Objective >>
Rewrite every line of the items below as a numbered list, leaving out blank lines and omitting the pictures.

........

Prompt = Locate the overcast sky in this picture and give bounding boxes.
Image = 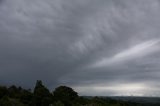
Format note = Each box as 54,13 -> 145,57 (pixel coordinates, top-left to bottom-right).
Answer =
0,0 -> 160,96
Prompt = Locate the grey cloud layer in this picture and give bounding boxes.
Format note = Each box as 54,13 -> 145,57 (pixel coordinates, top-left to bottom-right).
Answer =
0,0 -> 160,95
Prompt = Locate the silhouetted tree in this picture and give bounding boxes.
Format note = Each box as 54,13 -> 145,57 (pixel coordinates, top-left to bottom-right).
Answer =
53,86 -> 78,106
0,86 -> 8,99
32,80 -> 52,106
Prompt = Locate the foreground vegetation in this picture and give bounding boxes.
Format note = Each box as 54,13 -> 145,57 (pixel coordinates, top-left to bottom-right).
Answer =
0,80 -> 160,106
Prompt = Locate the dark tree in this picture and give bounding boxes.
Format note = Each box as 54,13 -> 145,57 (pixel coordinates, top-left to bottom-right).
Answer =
32,80 -> 52,106
53,86 -> 78,106
0,86 -> 8,99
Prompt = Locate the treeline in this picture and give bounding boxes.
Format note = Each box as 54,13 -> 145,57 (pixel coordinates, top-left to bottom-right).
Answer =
0,80 -> 160,106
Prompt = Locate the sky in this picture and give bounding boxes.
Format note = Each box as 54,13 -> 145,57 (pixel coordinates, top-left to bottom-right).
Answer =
0,0 -> 160,96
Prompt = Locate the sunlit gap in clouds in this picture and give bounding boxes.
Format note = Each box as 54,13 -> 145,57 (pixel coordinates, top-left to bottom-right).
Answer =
91,39 -> 160,68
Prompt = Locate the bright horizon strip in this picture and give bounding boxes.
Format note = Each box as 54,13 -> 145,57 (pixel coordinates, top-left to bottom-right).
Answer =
92,39 -> 160,67
73,83 -> 147,96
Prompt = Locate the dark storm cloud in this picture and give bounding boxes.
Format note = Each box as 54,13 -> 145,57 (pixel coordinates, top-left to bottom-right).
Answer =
0,0 -> 160,95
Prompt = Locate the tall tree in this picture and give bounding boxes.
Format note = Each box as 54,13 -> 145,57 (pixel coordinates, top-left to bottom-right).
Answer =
53,86 -> 78,106
32,80 -> 52,106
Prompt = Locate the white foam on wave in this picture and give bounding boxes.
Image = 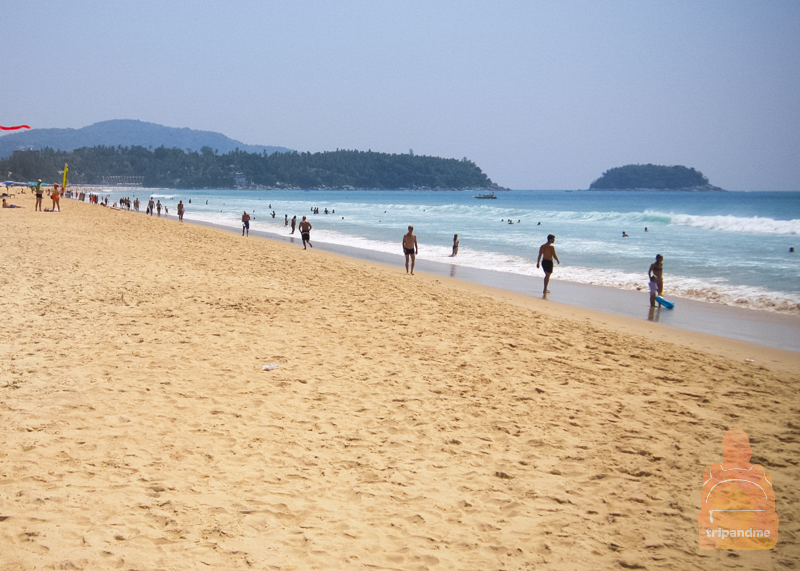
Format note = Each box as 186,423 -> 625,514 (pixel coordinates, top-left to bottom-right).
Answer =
670,214 -> 800,236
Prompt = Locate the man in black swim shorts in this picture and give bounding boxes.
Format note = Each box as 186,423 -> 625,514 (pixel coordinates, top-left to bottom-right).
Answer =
536,234 -> 561,293
403,226 -> 419,276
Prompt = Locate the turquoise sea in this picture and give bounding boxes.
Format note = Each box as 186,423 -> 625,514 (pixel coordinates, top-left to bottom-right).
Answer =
101,189 -> 800,315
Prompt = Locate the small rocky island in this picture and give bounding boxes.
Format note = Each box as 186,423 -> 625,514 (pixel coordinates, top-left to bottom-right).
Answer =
589,165 -> 722,190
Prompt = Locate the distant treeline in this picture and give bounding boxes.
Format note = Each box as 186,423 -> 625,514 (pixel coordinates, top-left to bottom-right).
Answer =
0,146 -> 496,189
589,165 -> 719,190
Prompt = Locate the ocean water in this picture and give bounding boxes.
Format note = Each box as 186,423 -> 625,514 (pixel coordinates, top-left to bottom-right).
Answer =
103,189 -> 800,315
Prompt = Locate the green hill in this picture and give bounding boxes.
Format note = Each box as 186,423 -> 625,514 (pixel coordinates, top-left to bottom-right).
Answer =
0,146 -> 499,189
0,119 -> 290,158
589,164 -> 721,190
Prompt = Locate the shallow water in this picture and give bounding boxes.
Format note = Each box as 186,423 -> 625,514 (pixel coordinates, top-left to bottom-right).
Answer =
101,189 -> 800,315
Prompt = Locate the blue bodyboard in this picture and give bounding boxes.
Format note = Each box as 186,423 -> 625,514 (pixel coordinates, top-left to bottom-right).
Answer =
656,295 -> 675,309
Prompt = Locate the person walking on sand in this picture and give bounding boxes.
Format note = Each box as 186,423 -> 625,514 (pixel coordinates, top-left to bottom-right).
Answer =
403,226 -> 419,276
33,179 -> 43,212
50,183 -> 61,212
647,254 -> 664,295
300,216 -> 314,250
536,234 -> 561,293
450,234 -> 458,258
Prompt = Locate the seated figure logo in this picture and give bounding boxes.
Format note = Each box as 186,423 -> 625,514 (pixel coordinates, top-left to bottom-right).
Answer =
698,427 -> 778,549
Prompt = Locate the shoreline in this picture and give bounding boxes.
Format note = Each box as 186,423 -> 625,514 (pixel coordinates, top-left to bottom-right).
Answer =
178,212 -> 800,352
0,201 -> 800,571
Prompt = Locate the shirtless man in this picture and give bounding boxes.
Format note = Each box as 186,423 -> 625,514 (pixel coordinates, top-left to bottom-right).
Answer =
536,234 -> 561,293
647,254 -> 664,295
300,216 -> 314,250
403,226 -> 419,276
33,179 -> 44,212
50,183 -> 61,212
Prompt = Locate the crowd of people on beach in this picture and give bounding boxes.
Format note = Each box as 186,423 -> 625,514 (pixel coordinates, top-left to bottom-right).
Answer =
17,179 -> 768,308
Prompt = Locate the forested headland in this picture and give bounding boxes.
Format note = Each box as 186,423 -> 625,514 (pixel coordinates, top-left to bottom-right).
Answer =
589,164 -> 721,190
0,146 -> 499,190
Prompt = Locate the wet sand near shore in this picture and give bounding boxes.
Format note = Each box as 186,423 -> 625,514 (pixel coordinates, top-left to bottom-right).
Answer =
0,200 -> 800,571
194,216 -> 800,352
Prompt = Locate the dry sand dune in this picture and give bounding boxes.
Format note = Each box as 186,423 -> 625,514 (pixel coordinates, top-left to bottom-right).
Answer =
0,199 -> 800,571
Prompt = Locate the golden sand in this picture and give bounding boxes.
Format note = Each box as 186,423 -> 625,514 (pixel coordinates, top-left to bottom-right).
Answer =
0,197 -> 800,571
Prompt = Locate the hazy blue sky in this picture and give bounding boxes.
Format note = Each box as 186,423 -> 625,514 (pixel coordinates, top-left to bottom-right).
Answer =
0,0 -> 800,190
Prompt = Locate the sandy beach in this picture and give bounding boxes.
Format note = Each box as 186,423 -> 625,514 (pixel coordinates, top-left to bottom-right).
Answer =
0,199 -> 800,571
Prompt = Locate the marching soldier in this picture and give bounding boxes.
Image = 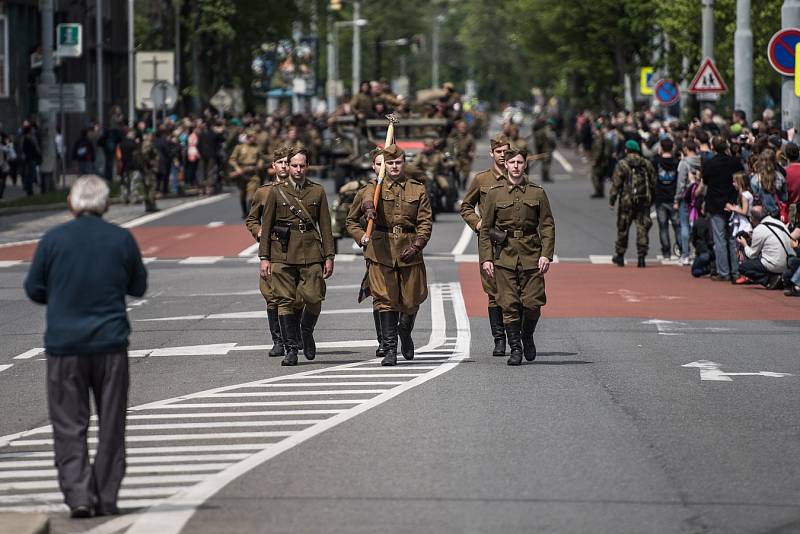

........

Finished answer >>
1. Prompt = Locate the overcast sky in this picture and give bounding boxes.
2. Image = 
3. Format note = Each box as 54,13 -> 145,57 (pixel coordinates, top-left to bottom-right).
4. Answer =
5. 0,0 -> 160,96
6. Prompt = Locate the grey cloud layer in this picture and give bounding boxes.
7. Format note = Each box as 54,13 -> 145,57 (pixel coordinates, top-left to bottom-right).
8. Answer =
9. 0,0 -> 160,95
10. Prompt = Locate the silhouetted tree in this picture and give bounding boxes.
11. Format note = Each box as 54,13 -> 145,57 (pixel coordinates, top-left to bottom-right).
12. Answer =
13. 53,86 -> 78,106
14. 0,86 -> 8,99
15. 32,80 -> 52,106
16. Prompt = Locate the foreground vegetation in this picture and give bounding boxes.
17. Format note = Each box as 54,13 -> 145,57 (pixel coordinates, top-left to bottom-right).
18. Answer =
19. 0,80 -> 160,106
20. Prompt = Locate the dark tree in this picture and give bounding boxes.
21. Format note = Each box as 54,13 -> 145,57 (pixel coordinates, top-left to bottom-right).
22. Answer =
23. 32,80 -> 52,106
24. 53,86 -> 78,106
25. 0,86 -> 8,99
26. Prompt = Locate the treeline in this picture and give bounding boxes.
27. Format note = Each box as 54,13 -> 145,57 (pixel coordinates, top-left to bottom-right).
28. Answer =
29. 0,80 -> 160,106
30. Prompt = Locate the sky in this picture and give bounding boxes.
31. Format note = Each box as 54,13 -> 145,57 (pixel coordinates, top-left to bottom-right).
32. Answer =
33. 0,0 -> 160,96
34. Prompt = Locate the sunlit gap in clouds in this picture and give bounding boxes.
35. Format note = Each box as 54,13 -> 145,57 (pixel coordinates, top-left to bottom-right).
36. Answer =
37. 91,39 -> 160,68
38. Prompt = Locate the bright horizon strip in this picture and give bounding boxes.
39. Format note = Each box as 54,13 -> 145,57 (pixel coordinates, top-left to bottom-right).
40. Answer =
41. 92,39 -> 160,67
42. 73,83 -> 147,96
43. Prompt = Locate the dark storm cloud in this picture and give bounding boxes.
44. Format note = Each box as 54,13 -> 145,57 (pixel coordinates, top-left to bottom-right).
45. Answer =
46. 0,0 -> 160,95
47. Prompt = Locate the tall tree in this picture and give bounding boxes.
48. Format note = Each box as 54,13 -> 145,57 (pixel coordinates, top-left to bottom-right).
49. Answer =
50. 53,86 -> 78,106
51. 32,80 -> 52,106
52. Prompt = Locate the white foam on wave in this picture and give bounding boxes.
53. Image = 
54. Format note = Each box as 186,423 -> 625,514 (pixel coordinates, top-left to bottom-right).
55. Answer =
56. 670,214 -> 800,236
57. Prompt = Locate the man in black swim shorts in this picture and give bounding boxes.
58. Format note = Each box as 186,423 -> 625,514 (pixel coordinates, top-left to bottom-right).
59. Answer =
60. 536,234 -> 561,293
61. 403,226 -> 419,276
62. Prompt = Locate the turquoise sea in this picture and give bounding boxes.
63. Format note = Each box as 186,423 -> 625,514 (pixel coordinates, top-left to bottom-right).
64. Answer =
65. 101,189 -> 800,315
66. Prompt = Locate the small rocky island in this picture and give bounding boxes.
67. Format note = Each box as 186,423 -> 625,514 (pixel coordinates, top-left to bottom-right).
68. Answer =
69. 589,165 -> 722,190
70. Prompt = Locate the distant treeline in this picture and give bounding boxes.
71. Format note = Each box as 186,423 -> 625,514 (pixel coordinates, top-left to bottom-right).
72. Answer =
73. 0,146 -> 496,189
74. 589,165 -> 719,190
75. Prompt = Locate the ocean water in this picture and give bounding boxes.
76. Format note = Each box as 186,423 -> 625,514 (pixel coordinates, top-left to bottom-right).
77. Answer =
78. 103,189 -> 800,315
79. Prompt = Locate the green hill in this picture and give bounding boxes.
80. Format note = Each box as 186,423 -> 625,514 (pixel coordinates, top-left to bottom-right).
81. Answer =
82. 0,146 -> 499,189
83. 0,119 -> 290,158
84. 589,164 -> 721,190
85. Prompt = Locate the shallow water in this picture and give bounding boxes.
86. Format note = Each box as 186,423 -> 625,514 (pixel coordinates, top-left to bottom-right).
87. Answer =
88. 101,189 -> 800,315
89. Prompt = Locate the blue bodyboard in this picture and give bounding boxes.
90. Format note = Each box as 186,423 -> 625,514 (pixel coordinates, top-left to bottom-right).
91. Answer =
92. 656,295 -> 675,309
93. Prompt = Locate the person walking on sand in this picture and give bounding boxes.
94. Format note = Each box as 186,423 -> 625,514 (pixel coordinates, top-left to bottom-right).
95. Answer =
96. 403,226 -> 419,276
97. 33,179 -> 43,212
98. 50,183 -> 61,212
99. 647,254 -> 664,295
100. 300,216 -> 314,250
101. 536,234 -> 561,293
102. 450,234 -> 458,258
103. Prompt = Locate the seated figure logo in this picture and give bounding boxes.
104. Format note = Each box as 186,423 -> 625,514 (pixel coordinates, top-left to bottom-right).
105. Answer =
106. 698,427 -> 778,549
107. Prompt = Locate the shoreline in this picture and give bounding boxes.
108. Format note = Each box as 186,423 -> 625,514 (pixel coordinates, top-left to bottom-right).
109. Answer =
110. 178,212 -> 800,352
111. 0,201 -> 800,571
112. Prompt = Locate the shirtless man in this picture and give bounding boxes.
113. Format note = Each box as 186,423 -> 625,514 (pixel coordinates, top-left to bottom-right).
114. Answer =
115. 536,234 -> 561,293
116. 647,254 -> 664,295
117. 300,216 -> 314,250
118. 403,226 -> 419,276
119. 33,179 -> 44,212
120. 50,183 -> 61,212
121. Prompt = Locate the crowd of people on beach in this picture and give bounding boxes.
122. Format note = Each box as 186,423 -> 625,514 (pixel coordinates, top-left to bottom-right).
123. Answer =
124. 17,179 -> 768,308
125. Prompt = Locate the forested headland in this picture and give bounding boxes.
126. Format note = Each box as 186,423 -> 625,514 (pixel coordinates, top-left to bottom-right).
127. Answer =
128. 589,164 -> 721,190
129. 0,146 -> 499,190
130. Prompt = Locate the wet sand near shore in this picture and give bounding boxes.
131. Format note = Each box as 186,423 -> 625,514 (pixel coordinates, top-left to bottom-right).
132. Answer =
133. 0,200 -> 800,571
134. 194,216 -> 800,352
135. Prompt = Locate the dry sand dune in this picture and give bounding boxes.
136. Format note = Each box as 186,423 -> 625,514 (pixel coordinates, top-left to bottom-right).
137. Answer =
138. 0,199 -> 800,571
139. Prompt = Locate the golden sand in this picture and give bounding boxes.
140. Format note = Each box as 186,423 -> 625,514 (pixel coordinates, top-left to bottom-right).
141. Answer =
142. 0,197 -> 800,571
143. Prompt = Locate the hazy blue sky in this picture and give bounding boxes.
144. Format note = Each box as 186,423 -> 625,514 (pixel coordinates, top-left to bottom-right).
145. Answer =
146. 0,0 -> 800,190
147. Prompt = Locate the sandy beach in this picture and give bounding boxes.
148. Format note = Each box as 186,423 -> 625,514 (pixel coordinates, top-left to bottom-right).
149. Answer =
150. 0,199 -> 800,571
151. Prompt = Locate the marching soldier in this picture and give bounding boxes.
152. Image = 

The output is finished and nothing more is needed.